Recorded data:

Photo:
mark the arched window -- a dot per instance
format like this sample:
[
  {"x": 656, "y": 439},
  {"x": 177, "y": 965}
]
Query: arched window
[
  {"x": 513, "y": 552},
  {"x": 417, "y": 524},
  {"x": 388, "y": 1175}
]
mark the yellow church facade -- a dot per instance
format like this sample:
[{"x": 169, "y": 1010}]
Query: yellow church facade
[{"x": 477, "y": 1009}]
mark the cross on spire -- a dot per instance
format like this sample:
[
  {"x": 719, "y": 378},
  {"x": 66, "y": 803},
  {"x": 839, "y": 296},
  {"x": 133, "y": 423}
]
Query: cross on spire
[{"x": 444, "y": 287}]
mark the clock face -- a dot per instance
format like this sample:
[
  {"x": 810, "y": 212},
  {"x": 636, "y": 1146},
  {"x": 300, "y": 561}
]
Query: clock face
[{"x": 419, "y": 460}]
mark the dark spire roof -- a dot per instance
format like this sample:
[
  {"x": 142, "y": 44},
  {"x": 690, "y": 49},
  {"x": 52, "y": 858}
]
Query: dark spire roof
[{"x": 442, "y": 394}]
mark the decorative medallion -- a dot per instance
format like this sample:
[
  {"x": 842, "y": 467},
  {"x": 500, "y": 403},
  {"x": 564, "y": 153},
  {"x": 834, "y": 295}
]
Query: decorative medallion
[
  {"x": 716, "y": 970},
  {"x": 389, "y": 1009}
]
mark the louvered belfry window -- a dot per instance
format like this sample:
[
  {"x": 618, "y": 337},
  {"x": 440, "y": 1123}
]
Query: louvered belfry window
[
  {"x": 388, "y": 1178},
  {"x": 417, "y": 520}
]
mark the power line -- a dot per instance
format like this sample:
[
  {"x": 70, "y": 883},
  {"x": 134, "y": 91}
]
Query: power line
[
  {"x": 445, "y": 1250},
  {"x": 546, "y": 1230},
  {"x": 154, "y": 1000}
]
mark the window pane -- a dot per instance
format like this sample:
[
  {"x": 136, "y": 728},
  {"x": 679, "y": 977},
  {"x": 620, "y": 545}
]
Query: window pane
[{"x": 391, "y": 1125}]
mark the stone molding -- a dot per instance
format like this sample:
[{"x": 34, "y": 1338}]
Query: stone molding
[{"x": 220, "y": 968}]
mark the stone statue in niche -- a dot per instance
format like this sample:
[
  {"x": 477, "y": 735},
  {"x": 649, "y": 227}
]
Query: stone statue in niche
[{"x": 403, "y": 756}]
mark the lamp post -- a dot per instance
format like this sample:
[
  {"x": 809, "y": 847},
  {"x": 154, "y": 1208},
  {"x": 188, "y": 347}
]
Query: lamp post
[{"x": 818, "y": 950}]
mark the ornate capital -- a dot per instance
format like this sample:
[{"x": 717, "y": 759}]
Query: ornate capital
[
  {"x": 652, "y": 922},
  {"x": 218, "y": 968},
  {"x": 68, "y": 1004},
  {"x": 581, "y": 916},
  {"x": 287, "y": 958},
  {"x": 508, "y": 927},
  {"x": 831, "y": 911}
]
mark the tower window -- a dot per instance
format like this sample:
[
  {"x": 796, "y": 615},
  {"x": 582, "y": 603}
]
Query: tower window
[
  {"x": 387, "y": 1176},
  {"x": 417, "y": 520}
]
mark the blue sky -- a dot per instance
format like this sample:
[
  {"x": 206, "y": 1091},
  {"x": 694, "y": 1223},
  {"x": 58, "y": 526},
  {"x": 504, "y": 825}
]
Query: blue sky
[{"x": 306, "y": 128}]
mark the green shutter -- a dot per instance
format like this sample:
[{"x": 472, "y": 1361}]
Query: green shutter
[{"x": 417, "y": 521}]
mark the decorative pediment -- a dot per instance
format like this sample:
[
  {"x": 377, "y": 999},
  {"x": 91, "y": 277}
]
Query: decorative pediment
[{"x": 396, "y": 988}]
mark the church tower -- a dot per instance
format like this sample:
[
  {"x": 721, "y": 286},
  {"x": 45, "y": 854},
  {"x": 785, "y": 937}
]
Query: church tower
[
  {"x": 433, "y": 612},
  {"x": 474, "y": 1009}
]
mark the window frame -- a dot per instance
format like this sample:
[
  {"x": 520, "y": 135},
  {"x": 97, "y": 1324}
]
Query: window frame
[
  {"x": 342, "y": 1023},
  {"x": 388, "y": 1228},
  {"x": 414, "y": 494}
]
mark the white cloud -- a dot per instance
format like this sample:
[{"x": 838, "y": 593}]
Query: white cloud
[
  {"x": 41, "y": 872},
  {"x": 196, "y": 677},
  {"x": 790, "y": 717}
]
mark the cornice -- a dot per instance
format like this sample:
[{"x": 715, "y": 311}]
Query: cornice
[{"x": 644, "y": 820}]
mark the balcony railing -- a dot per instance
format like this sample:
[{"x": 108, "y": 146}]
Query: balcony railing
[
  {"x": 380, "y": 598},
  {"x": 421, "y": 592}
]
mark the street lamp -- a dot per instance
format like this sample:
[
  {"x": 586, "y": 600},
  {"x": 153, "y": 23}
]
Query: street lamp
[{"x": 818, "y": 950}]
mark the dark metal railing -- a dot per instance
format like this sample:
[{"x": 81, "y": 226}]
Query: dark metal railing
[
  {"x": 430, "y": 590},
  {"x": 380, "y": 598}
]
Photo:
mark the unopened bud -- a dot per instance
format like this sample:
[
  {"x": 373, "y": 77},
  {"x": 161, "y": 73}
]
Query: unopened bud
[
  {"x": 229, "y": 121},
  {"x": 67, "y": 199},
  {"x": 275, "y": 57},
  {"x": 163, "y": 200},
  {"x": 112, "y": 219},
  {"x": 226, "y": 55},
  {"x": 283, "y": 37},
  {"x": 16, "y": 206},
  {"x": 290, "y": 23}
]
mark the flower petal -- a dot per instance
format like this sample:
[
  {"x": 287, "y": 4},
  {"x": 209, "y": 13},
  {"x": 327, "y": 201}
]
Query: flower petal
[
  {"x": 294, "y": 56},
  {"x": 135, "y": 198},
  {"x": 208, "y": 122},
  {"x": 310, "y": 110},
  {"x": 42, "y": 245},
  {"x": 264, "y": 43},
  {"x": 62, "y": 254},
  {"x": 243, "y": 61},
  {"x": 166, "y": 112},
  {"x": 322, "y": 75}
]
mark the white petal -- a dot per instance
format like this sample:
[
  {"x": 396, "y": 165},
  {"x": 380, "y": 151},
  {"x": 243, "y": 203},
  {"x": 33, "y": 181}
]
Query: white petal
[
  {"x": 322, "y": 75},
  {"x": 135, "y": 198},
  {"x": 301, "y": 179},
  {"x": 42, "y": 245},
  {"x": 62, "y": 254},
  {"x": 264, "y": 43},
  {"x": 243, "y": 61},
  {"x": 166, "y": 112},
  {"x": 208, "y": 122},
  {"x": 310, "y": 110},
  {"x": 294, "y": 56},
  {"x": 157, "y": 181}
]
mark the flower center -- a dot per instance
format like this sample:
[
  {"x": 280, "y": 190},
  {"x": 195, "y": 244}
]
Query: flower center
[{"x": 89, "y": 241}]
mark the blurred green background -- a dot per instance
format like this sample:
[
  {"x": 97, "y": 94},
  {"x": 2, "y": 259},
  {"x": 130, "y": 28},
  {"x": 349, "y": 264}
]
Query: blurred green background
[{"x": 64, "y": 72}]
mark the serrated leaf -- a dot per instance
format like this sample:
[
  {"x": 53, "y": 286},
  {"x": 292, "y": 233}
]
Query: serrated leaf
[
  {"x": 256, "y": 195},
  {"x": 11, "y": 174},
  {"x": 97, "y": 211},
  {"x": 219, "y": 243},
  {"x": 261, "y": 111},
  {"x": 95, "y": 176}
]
...
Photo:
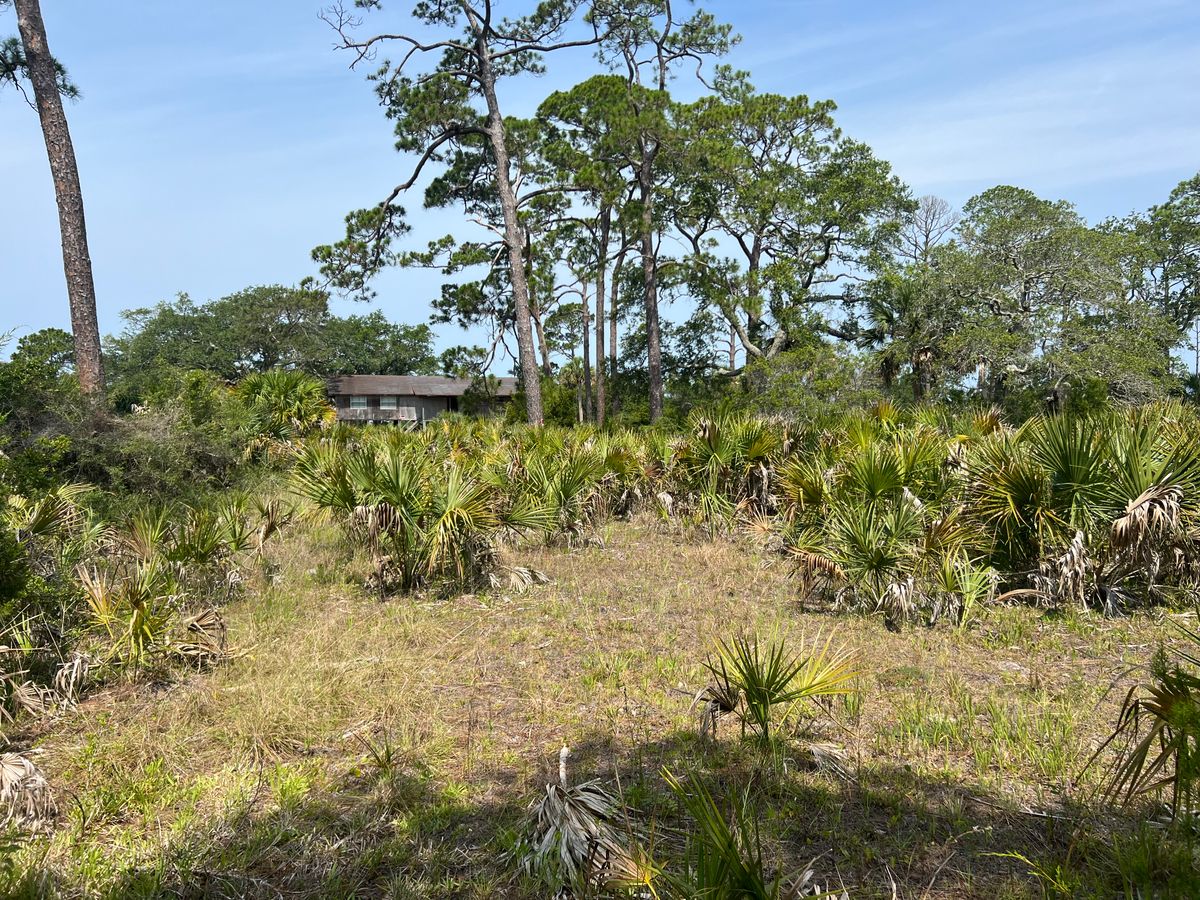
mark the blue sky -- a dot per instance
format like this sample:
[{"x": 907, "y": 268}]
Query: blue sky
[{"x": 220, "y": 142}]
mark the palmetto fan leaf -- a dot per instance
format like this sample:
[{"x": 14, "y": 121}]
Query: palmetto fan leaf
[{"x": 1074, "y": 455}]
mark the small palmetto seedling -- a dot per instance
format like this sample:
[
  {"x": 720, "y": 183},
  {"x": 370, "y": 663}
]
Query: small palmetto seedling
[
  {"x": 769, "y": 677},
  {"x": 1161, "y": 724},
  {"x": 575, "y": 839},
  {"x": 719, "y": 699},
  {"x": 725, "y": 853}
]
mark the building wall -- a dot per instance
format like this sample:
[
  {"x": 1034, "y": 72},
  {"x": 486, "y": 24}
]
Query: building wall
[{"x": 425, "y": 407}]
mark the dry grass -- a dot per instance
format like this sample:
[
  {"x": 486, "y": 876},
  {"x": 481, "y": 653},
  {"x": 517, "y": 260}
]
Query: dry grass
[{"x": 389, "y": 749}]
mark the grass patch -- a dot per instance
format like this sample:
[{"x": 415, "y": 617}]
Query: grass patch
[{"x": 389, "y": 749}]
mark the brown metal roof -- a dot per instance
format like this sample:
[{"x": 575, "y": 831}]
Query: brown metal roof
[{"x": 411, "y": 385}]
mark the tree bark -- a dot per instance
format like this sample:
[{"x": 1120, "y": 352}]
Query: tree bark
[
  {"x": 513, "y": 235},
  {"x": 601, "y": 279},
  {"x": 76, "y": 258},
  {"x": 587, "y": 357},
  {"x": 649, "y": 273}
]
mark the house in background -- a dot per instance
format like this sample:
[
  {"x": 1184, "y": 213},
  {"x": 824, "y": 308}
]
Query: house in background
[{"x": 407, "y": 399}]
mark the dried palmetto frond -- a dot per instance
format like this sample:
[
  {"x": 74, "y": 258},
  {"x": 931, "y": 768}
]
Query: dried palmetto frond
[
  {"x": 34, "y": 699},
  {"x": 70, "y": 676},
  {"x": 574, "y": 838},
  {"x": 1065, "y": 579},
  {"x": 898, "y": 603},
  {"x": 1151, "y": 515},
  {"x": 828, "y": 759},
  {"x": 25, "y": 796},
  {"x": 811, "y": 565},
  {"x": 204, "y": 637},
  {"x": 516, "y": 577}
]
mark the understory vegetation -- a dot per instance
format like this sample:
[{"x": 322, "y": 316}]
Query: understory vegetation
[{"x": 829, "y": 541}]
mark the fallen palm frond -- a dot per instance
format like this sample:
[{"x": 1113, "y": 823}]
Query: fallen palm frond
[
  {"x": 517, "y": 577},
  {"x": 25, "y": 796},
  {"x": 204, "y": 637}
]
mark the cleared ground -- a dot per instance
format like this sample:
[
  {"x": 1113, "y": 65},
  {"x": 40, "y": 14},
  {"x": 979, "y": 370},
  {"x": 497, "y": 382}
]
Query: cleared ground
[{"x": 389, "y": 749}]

— REQUIRED ACTION —
Copy word for word the stretch of entries above from the line that has "mark the tower window -- a dot per instance" through the line that has "mark the green shutter -- a dot per instance", both ends included, and nothing outside it.

— WRITTEN ANSWER —
mark the tower window -- a dot per instance
format like this sample:
[
  {"x": 796, "y": 615},
  {"x": 582, "y": 603}
]
Query: tower window
[
  {"x": 387, "y": 1176},
  {"x": 417, "y": 520}
]
mark the blue sky -- a dot per instance
format like this sample:
[
  {"x": 206, "y": 1091},
  {"x": 694, "y": 1223},
  {"x": 58, "y": 526},
  {"x": 504, "y": 825}
]
Query: blue sky
[{"x": 306, "y": 128}]
mark the green shutter -- a dot per instance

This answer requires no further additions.